The problem:
Read the material below and tally how many lines hold the word "transom", giving the number and nothing else.

Data section:

___

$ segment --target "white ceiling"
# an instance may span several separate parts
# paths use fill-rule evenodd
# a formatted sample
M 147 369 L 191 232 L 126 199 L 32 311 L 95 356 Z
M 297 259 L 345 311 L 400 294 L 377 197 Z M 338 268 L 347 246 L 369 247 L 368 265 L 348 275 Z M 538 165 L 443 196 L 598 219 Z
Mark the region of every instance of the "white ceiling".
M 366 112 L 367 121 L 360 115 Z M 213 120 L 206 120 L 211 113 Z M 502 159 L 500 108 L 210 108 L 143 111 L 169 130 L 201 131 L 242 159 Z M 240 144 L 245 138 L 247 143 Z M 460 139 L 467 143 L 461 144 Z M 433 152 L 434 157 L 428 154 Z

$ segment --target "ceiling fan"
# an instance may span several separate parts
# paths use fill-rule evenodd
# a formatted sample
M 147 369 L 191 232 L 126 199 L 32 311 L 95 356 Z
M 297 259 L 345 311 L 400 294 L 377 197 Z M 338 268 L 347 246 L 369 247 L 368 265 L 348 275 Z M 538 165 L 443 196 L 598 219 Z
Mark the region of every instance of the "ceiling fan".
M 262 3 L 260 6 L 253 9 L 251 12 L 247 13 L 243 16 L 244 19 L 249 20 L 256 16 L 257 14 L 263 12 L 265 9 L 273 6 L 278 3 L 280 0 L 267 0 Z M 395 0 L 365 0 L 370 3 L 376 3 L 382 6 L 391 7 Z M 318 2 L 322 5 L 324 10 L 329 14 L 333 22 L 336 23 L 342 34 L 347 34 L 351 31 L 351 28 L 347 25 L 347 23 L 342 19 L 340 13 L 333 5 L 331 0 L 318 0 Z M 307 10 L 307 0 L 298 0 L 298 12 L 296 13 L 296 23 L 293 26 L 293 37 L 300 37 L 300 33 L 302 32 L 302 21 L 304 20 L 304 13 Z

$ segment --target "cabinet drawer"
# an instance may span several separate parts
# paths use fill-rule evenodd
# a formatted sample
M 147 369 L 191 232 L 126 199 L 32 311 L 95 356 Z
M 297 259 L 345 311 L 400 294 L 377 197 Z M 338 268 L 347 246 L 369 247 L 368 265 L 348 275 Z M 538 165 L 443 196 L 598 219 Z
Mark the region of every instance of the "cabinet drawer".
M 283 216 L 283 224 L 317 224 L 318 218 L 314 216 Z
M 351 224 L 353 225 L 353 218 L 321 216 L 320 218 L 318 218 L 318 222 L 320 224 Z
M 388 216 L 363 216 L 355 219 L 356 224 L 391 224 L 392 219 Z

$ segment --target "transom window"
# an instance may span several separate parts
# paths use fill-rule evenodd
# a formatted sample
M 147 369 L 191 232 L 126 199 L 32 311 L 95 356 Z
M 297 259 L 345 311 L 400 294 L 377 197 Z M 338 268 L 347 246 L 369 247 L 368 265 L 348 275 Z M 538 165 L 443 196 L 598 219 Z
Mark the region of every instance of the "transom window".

___

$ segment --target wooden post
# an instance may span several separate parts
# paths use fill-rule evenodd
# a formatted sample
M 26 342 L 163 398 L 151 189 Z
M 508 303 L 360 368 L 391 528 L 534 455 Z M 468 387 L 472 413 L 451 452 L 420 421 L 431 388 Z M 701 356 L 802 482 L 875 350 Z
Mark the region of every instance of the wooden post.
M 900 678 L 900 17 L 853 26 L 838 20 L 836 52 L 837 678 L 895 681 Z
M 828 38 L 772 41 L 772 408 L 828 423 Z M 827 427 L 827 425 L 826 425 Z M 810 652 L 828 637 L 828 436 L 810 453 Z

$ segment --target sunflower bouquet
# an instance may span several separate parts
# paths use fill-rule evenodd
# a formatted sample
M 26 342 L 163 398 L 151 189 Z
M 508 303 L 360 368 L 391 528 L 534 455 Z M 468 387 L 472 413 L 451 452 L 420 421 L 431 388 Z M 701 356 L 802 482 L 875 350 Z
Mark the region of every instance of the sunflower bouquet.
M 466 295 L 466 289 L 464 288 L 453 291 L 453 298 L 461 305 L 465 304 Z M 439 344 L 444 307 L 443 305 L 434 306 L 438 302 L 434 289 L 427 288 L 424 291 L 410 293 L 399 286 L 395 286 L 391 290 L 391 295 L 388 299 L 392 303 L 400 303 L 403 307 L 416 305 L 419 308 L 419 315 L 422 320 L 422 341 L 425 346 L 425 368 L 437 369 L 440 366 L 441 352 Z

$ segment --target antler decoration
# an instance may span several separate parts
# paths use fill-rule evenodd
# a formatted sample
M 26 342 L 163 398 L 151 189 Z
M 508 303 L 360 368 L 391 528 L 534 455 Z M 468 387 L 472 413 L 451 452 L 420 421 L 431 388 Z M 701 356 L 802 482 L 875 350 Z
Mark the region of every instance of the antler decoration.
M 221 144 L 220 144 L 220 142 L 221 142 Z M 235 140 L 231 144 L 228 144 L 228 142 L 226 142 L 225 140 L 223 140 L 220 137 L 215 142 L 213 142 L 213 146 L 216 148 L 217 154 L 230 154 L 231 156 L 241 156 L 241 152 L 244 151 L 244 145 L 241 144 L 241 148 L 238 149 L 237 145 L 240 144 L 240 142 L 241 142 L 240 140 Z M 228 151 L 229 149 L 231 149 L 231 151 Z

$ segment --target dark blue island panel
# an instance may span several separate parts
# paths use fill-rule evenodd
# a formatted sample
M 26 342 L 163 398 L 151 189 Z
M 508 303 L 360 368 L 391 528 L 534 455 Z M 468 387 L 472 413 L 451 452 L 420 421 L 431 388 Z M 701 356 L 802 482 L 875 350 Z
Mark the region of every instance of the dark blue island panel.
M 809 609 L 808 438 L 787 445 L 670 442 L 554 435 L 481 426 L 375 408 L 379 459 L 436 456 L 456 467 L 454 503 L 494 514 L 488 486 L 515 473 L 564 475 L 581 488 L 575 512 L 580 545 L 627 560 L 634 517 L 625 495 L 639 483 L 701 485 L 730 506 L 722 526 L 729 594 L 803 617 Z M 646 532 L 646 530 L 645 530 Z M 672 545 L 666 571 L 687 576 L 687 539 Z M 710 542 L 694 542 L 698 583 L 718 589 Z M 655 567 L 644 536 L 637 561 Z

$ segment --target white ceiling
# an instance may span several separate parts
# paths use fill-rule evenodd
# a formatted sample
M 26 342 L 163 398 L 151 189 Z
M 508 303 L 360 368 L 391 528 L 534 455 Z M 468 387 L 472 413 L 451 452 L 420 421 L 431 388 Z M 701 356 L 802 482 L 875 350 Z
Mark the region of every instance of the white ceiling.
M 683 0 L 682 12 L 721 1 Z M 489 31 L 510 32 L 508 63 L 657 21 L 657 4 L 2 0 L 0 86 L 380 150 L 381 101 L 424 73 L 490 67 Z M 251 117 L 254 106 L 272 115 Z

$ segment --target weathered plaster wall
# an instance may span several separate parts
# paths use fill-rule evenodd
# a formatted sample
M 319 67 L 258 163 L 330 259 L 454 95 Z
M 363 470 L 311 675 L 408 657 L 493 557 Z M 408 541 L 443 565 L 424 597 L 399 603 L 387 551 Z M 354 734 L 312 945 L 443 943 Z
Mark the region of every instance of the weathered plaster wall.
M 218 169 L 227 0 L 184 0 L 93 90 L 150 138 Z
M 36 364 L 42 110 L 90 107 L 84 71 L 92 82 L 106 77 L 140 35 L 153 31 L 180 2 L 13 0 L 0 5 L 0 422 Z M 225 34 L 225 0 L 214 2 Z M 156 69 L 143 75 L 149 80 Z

___

Response area:
2